---- Text block

After the rather straightforward texts about Morag, the monster of Loch Morar, from Alexander Carmichael’s papers which we published in our last blog, here is what seems both from the handwriting and paper to be a later description – and a much more elaborate one at that – about the mysterious creature:
The Morag dwells in Loch Morar. She gives her name to the lake and still appears when any of the old Macdonalds of Morar die. Like the other water deities she is half human half fish. The lower portions of her body is in the form of a grilse and the upper in the form of a small woman of highly developed breasts with long flowing yellow hair falling down her snow white back and breast. She is represented as being fair, beautiful and very timid and never seen save when one of the Morar family dies or when the clan falls in battle. Then she is seen rushing about with great speed and is heard wailing in great distress bemoaning and weeping the loss of the House of Morar laid desolate.
The Morag has often brought out of their houses at night the people living along the shores of the lake and in the neighbourhood of her haunts causing much anxiety to the men and much sore weeping to the women. When the Morag was heard weeping and wailing the most thoughtless became serious and the most obdurate became subdued.
Old [ ] Macdougall, crofter, Mallaig Bheag [said] that the horn of the steamer, the shriek of the train and the crank of the rifle were inimical to the Morag giving no peace no rest no repose to bird or beast or fish day or night driving them all from their habitats to their secret hiding places in the recesses of sea and lake and mountain.
Macdougall described the Morag her form and face her hair and breasts her weeping and waling her rushing to and fro on the water with force and reality that carried conviction! The writer caught himself several times giving furtive glances away from his book to the calm bosom of Loch Morar in the late autumn eve. [CW493 fos.36–7]
Clearly, these aren’t field notes. The text is much more like an article or short speech worked up from earlier reminiscences. And what about Eòghan Dùghallach’s missing first name? Has Carmichael simply forgotten it (so casting doubt on the accuracy of other memories in the piece?), or has he hesitated between choosing Ewan or Hugh for his English translation?

--------
---- Data excerpts

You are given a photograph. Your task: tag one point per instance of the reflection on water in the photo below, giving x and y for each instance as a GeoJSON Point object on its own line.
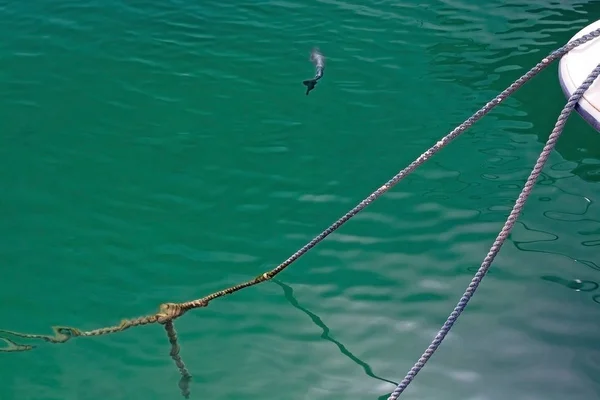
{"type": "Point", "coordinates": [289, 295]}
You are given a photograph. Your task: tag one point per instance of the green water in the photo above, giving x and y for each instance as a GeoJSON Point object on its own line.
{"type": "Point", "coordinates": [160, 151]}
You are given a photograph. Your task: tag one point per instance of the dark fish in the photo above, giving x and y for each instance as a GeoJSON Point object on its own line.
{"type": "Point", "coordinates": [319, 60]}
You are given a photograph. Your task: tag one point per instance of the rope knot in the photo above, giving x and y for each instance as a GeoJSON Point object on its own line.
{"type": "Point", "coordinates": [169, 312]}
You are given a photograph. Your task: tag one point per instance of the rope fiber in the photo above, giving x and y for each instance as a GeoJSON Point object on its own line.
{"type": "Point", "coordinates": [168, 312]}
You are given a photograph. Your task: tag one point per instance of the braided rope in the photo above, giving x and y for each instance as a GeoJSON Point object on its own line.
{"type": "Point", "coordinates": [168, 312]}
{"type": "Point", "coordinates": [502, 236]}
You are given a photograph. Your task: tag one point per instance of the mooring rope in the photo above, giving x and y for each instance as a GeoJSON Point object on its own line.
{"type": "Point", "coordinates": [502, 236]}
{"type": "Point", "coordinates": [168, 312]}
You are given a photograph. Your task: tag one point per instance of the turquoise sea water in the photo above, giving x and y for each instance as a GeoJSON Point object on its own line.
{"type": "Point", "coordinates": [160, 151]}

--------

To do:
**1)** Could you copy the Morag passage, everything from "The Morag has" down to "obdurate became subdued."?
**2)** Can you carry on the Morag blog post from its last sentence?

Final answers:
**1)**
The Morag has often brought out of their houses at night the people living along the shores of the lake and in the neighbourhood of her haunts causing much anxiety to the men and much sore weeping to the women. When the Morag was heard weeping and wailing the most thoughtless became serious and the most obdurate became subdued.

**2)**
For folklore archivists, Carmichael’s mention of ‘his book’ in passing in the final sentence is interesting. We don’t have any extant field notebook dating to 1902 in the collection, only later transcriptions. Is the folklorist describing the scene accurately? If he is, then we have tantalising evidence for a missing Carmichael notebook. What then happened to it? If the book contained lore gathered in the Island of Eigg, which the folklorist visited before he reached the mainland at Morar, it might just be possible that the missing book could have ended up in the collection of Carmichael’s assistant, that famous Eigeach the Rev. Kenneth MacLeod.
There is one obvious difference in this third description from the two earlier reports in Carmichael’s hand: the detailed mermaid-like depiction of Mòrag, part of which at least was supposedly supplied by Ewan MacDougall. This is quite a transformation from the not very thrilling description of her as appearing in a cnap dubh or ‘black lump’ in the second text. There may possibly be hints of a more attractive Morag in Carmichael’s notes there that the creature was described as ‘Morag dhubh – black Morag – morally not physically’. And Morag was certainly a ‘she’, who had once spoken to somebody at the far end of the loch – a rather difficult accomplishment for a cnap dubh.
On the other hand, it may be that Alexander Carmichael had met somebody in between writing the second and third texts who supplied him with a rather different picture of The Morag – or at least reinforced what he had already heard. We shall turn to this talented but tragic character in our next blog about Morag, the monster of Loch Morar.
References: CW493 fos. 36–7.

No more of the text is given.